# What is required
Everything in the listing should be restated word for word.

Contour labeling entries:

* * * *

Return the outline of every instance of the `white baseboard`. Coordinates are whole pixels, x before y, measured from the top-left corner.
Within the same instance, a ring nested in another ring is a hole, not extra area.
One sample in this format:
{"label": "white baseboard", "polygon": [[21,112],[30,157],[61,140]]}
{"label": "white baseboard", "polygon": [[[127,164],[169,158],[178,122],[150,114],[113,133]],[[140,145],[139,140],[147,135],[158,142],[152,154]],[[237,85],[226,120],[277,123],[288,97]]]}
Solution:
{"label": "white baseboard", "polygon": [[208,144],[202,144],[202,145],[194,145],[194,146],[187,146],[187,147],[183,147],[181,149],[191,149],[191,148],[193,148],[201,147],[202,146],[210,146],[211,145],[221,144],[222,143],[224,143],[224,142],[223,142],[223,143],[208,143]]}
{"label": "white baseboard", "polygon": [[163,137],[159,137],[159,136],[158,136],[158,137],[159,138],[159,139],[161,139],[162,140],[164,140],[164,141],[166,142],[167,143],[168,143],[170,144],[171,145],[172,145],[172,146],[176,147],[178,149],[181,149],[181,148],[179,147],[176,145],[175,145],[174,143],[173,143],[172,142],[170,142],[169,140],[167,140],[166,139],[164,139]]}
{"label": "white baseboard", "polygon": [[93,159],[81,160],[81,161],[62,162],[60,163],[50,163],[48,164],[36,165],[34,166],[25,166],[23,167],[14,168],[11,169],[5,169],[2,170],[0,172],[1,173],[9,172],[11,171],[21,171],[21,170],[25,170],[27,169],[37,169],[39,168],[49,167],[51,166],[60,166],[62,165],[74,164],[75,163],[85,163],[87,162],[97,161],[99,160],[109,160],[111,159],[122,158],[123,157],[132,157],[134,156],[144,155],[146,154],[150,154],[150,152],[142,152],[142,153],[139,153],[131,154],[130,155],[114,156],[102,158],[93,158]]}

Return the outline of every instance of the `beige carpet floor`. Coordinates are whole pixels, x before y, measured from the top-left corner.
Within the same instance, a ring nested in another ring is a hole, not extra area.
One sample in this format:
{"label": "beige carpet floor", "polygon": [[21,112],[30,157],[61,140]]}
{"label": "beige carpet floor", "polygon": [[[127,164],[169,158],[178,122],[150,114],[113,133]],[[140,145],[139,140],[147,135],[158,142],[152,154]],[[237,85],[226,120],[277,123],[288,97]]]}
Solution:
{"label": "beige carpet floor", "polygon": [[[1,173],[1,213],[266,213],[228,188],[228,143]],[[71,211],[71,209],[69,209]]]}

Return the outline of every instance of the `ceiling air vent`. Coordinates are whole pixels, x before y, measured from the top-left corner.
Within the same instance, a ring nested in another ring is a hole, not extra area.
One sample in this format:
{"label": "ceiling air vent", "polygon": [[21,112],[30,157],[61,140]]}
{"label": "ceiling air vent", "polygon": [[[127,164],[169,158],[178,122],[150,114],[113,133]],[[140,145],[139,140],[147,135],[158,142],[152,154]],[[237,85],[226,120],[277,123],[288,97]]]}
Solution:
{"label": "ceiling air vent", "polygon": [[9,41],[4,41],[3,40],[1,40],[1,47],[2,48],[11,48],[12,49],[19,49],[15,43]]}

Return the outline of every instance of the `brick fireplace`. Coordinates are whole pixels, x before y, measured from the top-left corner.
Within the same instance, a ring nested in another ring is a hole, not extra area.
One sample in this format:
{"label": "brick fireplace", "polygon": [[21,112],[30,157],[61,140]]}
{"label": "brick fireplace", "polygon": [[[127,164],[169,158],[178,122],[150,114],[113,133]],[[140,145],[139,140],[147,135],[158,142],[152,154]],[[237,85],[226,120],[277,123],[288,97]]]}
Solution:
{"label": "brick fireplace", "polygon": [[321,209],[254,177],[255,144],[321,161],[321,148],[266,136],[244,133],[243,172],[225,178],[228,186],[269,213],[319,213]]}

* * * *

# Written response
Return the outline of every instance of the `white baseboard`. Coordinates are whole pixels, x before y, measured from the top-left corner.
Within the same instance, a ring nested in another ring is a hole, not extra area.
One sample in this format:
{"label": "white baseboard", "polygon": [[21,112],[30,157],[61,140]]}
{"label": "white baseboard", "polygon": [[[127,164],[169,158],[178,122],[150,114],[113,133]],[[140,145],[139,140],[147,135],[158,142],[152,154]],[[237,85],[226,120],[277,123],[288,97]]]}
Solution:
{"label": "white baseboard", "polygon": [[208,144],[202,144],[202,145],[194,145],[194,146],[187,146],[187,147],[183,147],[181,149],[191,149],[191,148],[193,148],[201,147],[202,146],[210,146],[211,145],[221,144],[222,143],[224,143],[224,142],[223,142],[223,143],[208,143]]}
{"label": "white baseboard", "polygon": [[163,137],[159,137],[159,136],[158,136],[158,137],[159,138],[159,139],[161,139],[162,140],[164,140],[164,141],[166,142],[167,143],[168,143],[170,144],[171,145],[172,145],[172,146],[176,147],[178,149],[181,149],[181,148],[179,147],[176,145],[175,145],[174,143],[173,143],[172,142],[170,142],[169,140],[167,140],[166,139],[164,139]]}
{"label": "white baseboard", "polygon": [[93,159],[81,160],[81,161],[62,162],[60,163],[50,163],[48,164],[36,165],[34,166],[25,166],[23,167],[14,168],[11,169],[5,169],[2,170],[0,172],[1,173],[9,172],[11,171],[21,171],[21,170],[25,170],[27,169],[37,169],[39,168],[49,167],[51,166],[60,166],[62,165],[74,164],[75,163],[85,163],[87,162],[97,161],[99,160],[109,160],[111,159],[122,158],[123,157],[132,157],[134,156],[144,155],[146,154],[150,154],[150,152],[142,152],[142,153],[139,153],[131,154],[130,155],[114,156],[102,158],[93,158]]}

Return the outline of every instance of the `beige carpet floor`. Coordinates are whole pixels, x before y, measured from the top-left corner.
Within the same instance, a ring nested in another ring is a hole, not extra area.
One sample in this format:
{"label": "beige carpet floor", "polygon": [[21,112],[30,157],[61,140]]}
{"label": "beige carpet floor", "polygon": [[[127,164],[169,158],[178,122],[150,114],[113,133]],[[140,145],[139,140],[147,135],[158,142],[152,154]],[[237,85],[226,120],[277,123],[288,97]]]}
Solution:
{"label": "beige carpet floor", "polygon": [[[1,173],[1,213],[266,213],[228,188],[228,143]],[[71,211],[71,209],[69,209]]]}

Return the outline of every instance of the `ceiling air vent`. Coordinates are whole pixels, x before y, measured from the top-left corner.
Within the same instance, a ring nested in another ring is a hole, not extra area.
One sample in this format:
{"label": "ceiling air vent", "polygon": [[21,112],[30,157],[61,140]]}
{"label": "ceiling air vent", "polygon": [[[127,164],[169,158],[178,122],[150,114],[113,133]],[[140,145],[139,140],[147,135],[158,142],[152,154]],[[237,85],[226,120],[277,123],[288,97]]]}
Solution:
{"label": "ceiling air vent", "polygon": [[9,41],[4,41],[3,40],[1,40],[1,47],[2,48],[11,48],[12,49],[19,49],[15,43]]}

Return the outline of every instance of the `brick fireplace`. Coordinates are whole pixels, x before y, measured from the top-left corner.
Within the same instance, a ring nested in another ring is a hole, not extra area.
One sample in this format:
{"label": "brick fireplace", "polygon": [[21,112],[30,157],[61,140]]}
{"label": "brick fireplace", "polygon": [[[127,164],[169,158],[178,122],[150,114],[113,133]],[[140,145],[139,140],[147,135],[158,142],[152,154]],[[237,85],[226,120],[277,123],[288,97]]]}
Solution:
{"label": "brick fireplace", "polygon": [[321,209],[254,177],[255,144],[321,161],[321,148],[266,136],[244,133],[243,172],[225,178],[228,186],[269,213],[319,213]]}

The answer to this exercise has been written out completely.